**Text excerpt**
Content starts
Sunday, February 13, 2011

Pale Beauty - why so pale?

Pale Beauty on the snow 2/11/11
photo courtesy of

Yesterday John Blakeman wrote:

It now clear that Pale Beauty is leucistic. [note from Marie: Leucism is a condition that affects birds' feathers and turns them pale or white.]
.’s recent photos of her show two such traits. First, the shafts of her central tail feathers are decidedly whitish, along with weak pigmentation in much of the rest of those feathers.
But more importantly, she has an almost pure white (and a bit foreshortened) outer left tail feather. This is markedly leucistic.
As she ages, in the coming years, I will expect more and more primary wing and tail feathers to molt out white. In a few years, she might be almost entirely white.
There is now no doubt that she has leucistic genes.
–John Blakeman

A second note from Blakeman followed:


More comments on Pale Beauty’s tail feathers and their coloration.

A center tail feather is stubbed off, having lost most of its length from an injury. Pale Male lost the tips of his fourth and fifth primaries of his left wing. Pale Beauty lost most of the length of a central tail feather. The pair shares some feather injuries.
Content ends
**Dataset records**
Content starts
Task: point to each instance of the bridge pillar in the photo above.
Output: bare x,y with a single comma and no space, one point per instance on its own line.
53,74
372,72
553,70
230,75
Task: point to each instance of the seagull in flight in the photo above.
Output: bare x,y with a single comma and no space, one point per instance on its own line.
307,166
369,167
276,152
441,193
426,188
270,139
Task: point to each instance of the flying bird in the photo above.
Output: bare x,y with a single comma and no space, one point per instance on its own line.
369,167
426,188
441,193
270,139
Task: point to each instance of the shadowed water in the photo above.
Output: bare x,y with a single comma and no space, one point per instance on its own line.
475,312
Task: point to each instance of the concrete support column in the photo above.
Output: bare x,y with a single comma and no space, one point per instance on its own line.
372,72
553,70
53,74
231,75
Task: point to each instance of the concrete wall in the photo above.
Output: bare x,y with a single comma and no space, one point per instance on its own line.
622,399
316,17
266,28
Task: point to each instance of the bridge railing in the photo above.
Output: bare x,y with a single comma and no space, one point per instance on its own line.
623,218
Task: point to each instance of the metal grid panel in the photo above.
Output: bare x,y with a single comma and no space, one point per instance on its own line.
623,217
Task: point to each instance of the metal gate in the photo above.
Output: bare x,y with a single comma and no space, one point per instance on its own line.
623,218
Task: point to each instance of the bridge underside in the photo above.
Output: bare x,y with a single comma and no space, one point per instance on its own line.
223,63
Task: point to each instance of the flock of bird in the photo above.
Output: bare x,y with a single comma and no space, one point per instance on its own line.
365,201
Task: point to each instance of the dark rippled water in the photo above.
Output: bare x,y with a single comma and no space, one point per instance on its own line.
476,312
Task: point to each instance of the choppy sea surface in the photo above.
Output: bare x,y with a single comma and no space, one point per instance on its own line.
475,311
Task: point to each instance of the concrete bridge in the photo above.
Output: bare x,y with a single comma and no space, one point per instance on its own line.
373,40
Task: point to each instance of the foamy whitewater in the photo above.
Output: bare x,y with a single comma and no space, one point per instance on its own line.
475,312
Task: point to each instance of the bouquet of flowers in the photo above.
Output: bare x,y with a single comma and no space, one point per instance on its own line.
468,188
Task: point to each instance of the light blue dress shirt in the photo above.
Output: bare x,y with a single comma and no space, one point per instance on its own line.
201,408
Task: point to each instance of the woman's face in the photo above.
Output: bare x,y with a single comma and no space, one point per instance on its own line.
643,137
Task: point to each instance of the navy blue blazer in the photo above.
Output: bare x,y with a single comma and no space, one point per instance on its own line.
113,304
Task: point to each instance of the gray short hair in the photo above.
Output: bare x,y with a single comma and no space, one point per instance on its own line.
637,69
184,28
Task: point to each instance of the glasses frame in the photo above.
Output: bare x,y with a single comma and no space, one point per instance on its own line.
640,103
Content ends
Could you continue the post about Pale Beauty's tail feathers, picking up after its last sentence? The rows have nothing to do with the post about Pale Beauty.

**Output for this task**
Secondly, two of the tail feathers, including the one adjacent to the left, outermost white feather, lack the normal dark sub-terminal bands. This anomaly is yet another indication of leucistic genes. The lack of a sub-terminal band is seen in a small fraction of Red-tailed Hawks, but it normally occurs in all the tail feathers. In those cases, there is no association with leucisticism. Not so in Pale Beauty’s case. She’s lacking the band in only three feathers, the white one and two red ones. This non-unilaterality or pattern unevenness is another trait of Red-tail leucisticism.

As I mentioned previously, all of this indicates a strong chance that each ensuing annual molt will exhibit increasing numbers of white feathers. In a few years, we could have an angelic white Red-tail gracing the skies of Central Park. I have seen these birds in the wild, and trapped and studied one. They are profoundly majestic. "Pale Beauty" is now even more applicable.

I've attached a photo of a leucistic Red-tail that had been injurred and was in the care of an Ohio raptor rehabilitaion facility.